--- Listed entries Enclosed Below ---

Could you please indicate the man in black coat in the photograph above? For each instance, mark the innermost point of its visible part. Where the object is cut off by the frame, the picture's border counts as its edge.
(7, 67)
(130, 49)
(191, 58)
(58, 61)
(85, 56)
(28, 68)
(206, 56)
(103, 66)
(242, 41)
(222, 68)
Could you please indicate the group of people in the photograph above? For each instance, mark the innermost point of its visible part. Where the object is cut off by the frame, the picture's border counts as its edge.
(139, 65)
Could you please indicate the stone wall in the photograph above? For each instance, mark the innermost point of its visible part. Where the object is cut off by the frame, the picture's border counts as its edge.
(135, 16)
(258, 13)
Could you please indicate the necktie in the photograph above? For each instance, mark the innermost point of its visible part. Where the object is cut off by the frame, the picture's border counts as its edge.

--- End of Enclosed Listed entries ---

*Problem statement:* Output all of the data exactly as given.

*Problem solution:*
Could you please indicate the man in black coat in the photograph above? For each instance, mark the innermost point of its visible part. Where the object is cut off by the frame, the picture's border counts as its edge.
(7, 67)
(130, 49)
(191, 58)
(58, 61)
(85, 56)
(28, 68)
(206, 56)
(103, 66)
(242, 41)
(222, 68)
Could you please indicate the group of people in the photograph above? For each instance, mark the innermost point of its visible part. Where the object is cut off by the frame, the picture's border counts as its edge.
(139, 65)
Could you please indicate the stone wall in the photograph above? For each instance, mark the innermost point of its visible part. Where the object is cut off by the frame, the picture's border counts as its edge.
(135, 16)
(258, 13)
Could you please indicate the necktie in the photograph above? For each instance, mark the innermost point of its visible part. Where the object is cut off by the frame, the picture's border counts as its edge.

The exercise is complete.